[start of DATA]
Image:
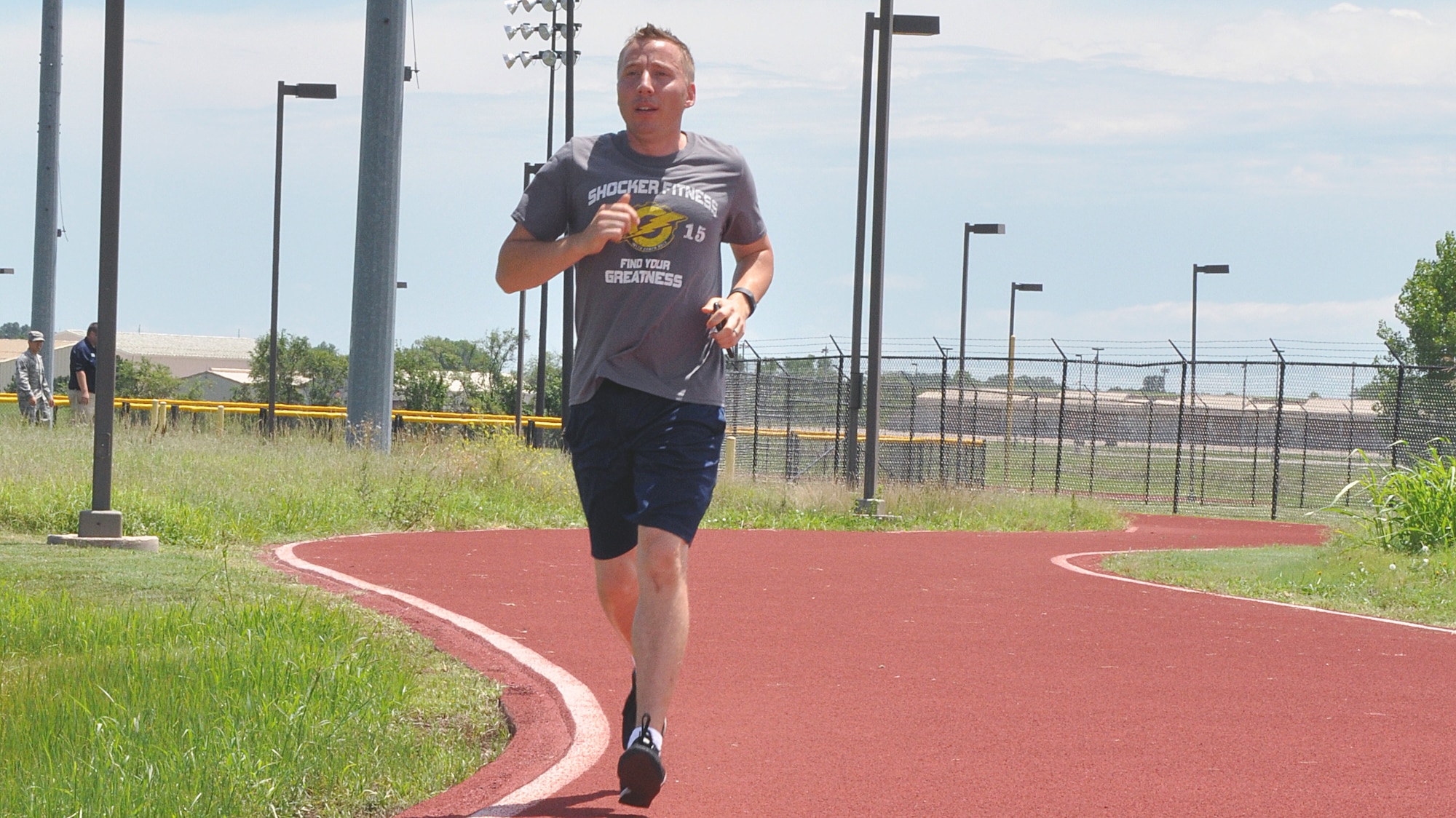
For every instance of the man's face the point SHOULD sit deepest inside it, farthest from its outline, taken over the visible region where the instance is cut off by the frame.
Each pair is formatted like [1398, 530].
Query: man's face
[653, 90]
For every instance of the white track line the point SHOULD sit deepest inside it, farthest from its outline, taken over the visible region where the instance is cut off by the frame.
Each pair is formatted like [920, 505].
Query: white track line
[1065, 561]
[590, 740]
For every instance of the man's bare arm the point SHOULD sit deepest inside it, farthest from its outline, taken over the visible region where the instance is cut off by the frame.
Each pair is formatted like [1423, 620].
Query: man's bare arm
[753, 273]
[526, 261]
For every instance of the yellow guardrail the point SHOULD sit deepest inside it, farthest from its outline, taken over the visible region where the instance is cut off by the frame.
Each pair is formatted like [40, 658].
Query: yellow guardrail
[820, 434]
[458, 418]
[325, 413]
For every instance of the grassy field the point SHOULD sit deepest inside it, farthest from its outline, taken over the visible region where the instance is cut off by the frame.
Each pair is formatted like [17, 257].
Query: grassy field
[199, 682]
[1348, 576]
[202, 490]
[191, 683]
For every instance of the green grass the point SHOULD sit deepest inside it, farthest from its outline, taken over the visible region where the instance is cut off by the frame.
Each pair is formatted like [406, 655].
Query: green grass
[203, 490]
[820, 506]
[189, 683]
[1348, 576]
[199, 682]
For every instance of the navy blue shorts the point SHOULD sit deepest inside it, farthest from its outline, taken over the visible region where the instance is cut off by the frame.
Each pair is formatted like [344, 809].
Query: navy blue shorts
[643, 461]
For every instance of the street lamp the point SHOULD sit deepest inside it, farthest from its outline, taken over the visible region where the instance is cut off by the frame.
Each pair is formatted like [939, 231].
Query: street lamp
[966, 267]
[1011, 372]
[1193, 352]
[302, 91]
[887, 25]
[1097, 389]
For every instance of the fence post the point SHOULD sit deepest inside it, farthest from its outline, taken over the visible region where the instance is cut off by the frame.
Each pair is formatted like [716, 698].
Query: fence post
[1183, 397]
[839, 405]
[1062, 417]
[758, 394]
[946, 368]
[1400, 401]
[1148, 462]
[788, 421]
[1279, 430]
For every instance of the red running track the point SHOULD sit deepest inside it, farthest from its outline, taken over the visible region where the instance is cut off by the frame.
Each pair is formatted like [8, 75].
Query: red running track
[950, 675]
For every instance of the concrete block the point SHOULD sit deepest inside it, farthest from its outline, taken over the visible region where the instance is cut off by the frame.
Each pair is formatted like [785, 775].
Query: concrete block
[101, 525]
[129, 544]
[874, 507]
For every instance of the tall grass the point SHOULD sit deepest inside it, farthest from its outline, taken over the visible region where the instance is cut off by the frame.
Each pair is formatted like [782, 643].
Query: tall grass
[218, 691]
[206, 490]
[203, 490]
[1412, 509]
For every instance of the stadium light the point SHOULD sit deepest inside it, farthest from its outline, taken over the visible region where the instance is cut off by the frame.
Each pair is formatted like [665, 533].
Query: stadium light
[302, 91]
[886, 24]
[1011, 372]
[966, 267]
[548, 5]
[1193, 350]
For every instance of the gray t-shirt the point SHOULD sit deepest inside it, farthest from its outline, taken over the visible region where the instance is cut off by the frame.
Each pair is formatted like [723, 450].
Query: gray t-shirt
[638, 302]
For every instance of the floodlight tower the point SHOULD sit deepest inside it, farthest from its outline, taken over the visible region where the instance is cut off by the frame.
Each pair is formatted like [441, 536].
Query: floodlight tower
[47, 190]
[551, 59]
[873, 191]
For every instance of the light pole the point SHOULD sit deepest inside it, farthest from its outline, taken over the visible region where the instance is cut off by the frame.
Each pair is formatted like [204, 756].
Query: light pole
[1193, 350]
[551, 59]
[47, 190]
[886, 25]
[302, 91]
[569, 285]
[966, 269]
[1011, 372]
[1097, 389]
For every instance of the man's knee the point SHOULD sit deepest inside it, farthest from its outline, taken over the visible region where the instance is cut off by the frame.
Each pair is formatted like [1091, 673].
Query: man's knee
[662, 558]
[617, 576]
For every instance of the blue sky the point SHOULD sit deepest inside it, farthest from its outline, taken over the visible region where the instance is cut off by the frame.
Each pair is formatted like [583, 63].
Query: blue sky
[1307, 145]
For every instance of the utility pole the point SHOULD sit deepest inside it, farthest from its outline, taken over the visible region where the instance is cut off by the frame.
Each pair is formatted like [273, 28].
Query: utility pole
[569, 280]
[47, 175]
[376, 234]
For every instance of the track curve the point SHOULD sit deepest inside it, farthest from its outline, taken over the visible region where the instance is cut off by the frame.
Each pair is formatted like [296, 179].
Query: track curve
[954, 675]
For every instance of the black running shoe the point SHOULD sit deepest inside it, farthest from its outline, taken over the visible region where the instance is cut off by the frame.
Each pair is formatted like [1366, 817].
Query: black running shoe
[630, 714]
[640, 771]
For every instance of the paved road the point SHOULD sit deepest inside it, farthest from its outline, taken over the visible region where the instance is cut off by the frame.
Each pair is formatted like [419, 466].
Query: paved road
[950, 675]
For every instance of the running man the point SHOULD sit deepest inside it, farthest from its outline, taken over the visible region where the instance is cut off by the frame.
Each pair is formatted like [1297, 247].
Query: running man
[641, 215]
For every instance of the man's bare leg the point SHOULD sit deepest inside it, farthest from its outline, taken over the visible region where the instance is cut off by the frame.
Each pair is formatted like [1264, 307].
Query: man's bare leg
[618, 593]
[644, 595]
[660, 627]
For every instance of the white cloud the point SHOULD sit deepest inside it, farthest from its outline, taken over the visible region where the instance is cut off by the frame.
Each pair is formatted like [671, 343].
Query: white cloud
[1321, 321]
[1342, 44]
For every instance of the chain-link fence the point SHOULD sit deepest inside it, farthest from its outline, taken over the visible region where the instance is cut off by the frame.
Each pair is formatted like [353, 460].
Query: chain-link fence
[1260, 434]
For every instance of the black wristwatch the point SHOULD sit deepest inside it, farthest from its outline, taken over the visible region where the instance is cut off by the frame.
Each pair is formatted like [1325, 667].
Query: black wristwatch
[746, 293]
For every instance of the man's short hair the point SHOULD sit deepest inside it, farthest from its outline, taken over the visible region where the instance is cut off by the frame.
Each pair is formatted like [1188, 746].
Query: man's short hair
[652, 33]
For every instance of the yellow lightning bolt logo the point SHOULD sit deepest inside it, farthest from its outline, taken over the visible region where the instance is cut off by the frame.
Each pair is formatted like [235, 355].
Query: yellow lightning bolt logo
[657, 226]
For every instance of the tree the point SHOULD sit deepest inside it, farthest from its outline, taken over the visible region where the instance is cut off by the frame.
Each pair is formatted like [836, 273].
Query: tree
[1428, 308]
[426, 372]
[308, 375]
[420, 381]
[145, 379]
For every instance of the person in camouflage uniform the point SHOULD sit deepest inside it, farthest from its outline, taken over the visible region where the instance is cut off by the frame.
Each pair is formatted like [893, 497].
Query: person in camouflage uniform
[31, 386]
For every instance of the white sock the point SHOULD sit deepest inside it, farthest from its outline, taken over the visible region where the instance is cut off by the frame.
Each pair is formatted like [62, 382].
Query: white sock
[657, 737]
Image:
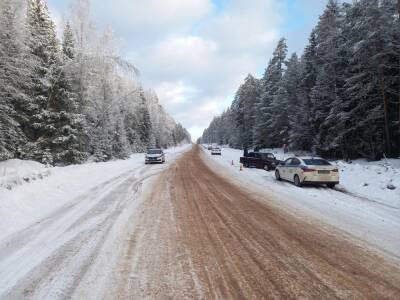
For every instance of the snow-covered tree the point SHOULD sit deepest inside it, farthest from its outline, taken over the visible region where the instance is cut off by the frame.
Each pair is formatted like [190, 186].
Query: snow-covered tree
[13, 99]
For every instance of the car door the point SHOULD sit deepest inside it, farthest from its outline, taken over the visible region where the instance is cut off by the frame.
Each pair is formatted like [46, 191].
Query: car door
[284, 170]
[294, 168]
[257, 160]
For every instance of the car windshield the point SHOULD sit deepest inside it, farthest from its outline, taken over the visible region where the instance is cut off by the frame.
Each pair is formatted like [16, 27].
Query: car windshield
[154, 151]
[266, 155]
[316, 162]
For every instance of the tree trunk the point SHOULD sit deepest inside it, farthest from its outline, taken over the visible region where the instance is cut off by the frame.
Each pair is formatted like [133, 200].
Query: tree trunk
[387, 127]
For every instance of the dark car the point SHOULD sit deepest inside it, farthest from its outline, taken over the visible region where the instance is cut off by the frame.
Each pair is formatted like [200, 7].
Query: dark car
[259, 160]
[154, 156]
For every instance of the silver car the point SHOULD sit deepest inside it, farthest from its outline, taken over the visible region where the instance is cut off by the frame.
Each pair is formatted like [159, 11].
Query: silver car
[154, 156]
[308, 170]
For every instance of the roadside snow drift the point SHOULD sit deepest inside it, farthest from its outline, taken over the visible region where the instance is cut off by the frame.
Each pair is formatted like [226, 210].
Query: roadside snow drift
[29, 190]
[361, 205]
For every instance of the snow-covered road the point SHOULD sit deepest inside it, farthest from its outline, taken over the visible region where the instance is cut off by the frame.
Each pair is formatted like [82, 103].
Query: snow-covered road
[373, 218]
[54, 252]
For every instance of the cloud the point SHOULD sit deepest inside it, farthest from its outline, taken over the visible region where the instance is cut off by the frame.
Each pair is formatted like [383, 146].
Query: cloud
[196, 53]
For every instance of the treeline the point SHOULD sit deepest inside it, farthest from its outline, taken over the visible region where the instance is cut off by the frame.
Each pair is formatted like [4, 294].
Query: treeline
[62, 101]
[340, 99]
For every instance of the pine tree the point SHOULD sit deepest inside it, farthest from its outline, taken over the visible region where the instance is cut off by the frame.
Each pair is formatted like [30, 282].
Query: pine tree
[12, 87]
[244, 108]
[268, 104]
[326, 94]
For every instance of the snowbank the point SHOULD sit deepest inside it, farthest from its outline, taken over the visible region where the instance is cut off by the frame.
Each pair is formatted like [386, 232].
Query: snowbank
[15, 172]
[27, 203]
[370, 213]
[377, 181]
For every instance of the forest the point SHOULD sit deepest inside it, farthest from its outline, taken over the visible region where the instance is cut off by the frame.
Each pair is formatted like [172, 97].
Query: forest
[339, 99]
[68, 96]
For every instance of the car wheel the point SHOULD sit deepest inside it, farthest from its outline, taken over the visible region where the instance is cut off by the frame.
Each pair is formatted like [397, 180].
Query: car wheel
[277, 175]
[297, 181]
[end of DATA]
**STATED TASK:** Set down exactly what runs from the line with "For every instance of the roadside" to the last line of the data above, including both of those lines and no others.

**SOLUTION:**
For every instance of the roadside snow drift the point SHOULD sit deepest inside it, farthest from its outline, taken over the visible region where the instance is cut off by the frame.
Each pair is formatted like [226, 210].
Query: roadside snow drift
[29, 190]
[361, 205]
For every instance of the snow-covered road the point SHOULD sit deepest inside it, farthest from its outline, taken over the visible region where the instance is cut off by the frame.
Each pair is formatted like [82, 103].
Query: snow-covered road
[373, 218]
[54, 252]
For every instance of the cloud the point SHOULD sit deepest inside it, farthest from its outline, taken over the visible region where the instance is cut off by the frame.
Each pair is formatted like [383, 146].
Query: cloud
[196, 53]
For every instance of the treeline the point SHOULD sit deepest inside it, farthest from its outline, taken over the visible region where the instance is cut off by the frame.
Each pair is formatted like [4, 294].
Query: treeline
[62, 101]
[340, 99]
For every instance of the pine tree the point SHOULD sit deepest inside it, farthest from its outline, taken over the visible region where the instance is cut off by the frame.
Each pair is formatted like [30, 282].
Query: pine tree
[12, 87]
[244, 108]
[268, 104]
[326, 94]
For every instance of the snowbank the point SHOULD sit deepest inside it, farthest from its outline, taken over the visible region where the instance is cut off by the frame.
Each pair is formatted like [386, 232].
Query: snowbank
[15, 172]
[27, 203]
[370, 213]
[377, 181]
For every instance of the forest the point SHOULD sit deepest inside it, farthest from its outline, taken over the visible region where the instance is cut off by the frame.
Each pair is formatted like [172, 97].
Query: forest
[339, 99]
[68, 96]
For every instance of the car wheel the point SHOULD sit deepest inside it, farthest from its outline, taken over the visible region where the instance is cut off by the frame.
Each pair is formatted like [397, 180].
Query: car wheel
[277, 175]
[297, 181]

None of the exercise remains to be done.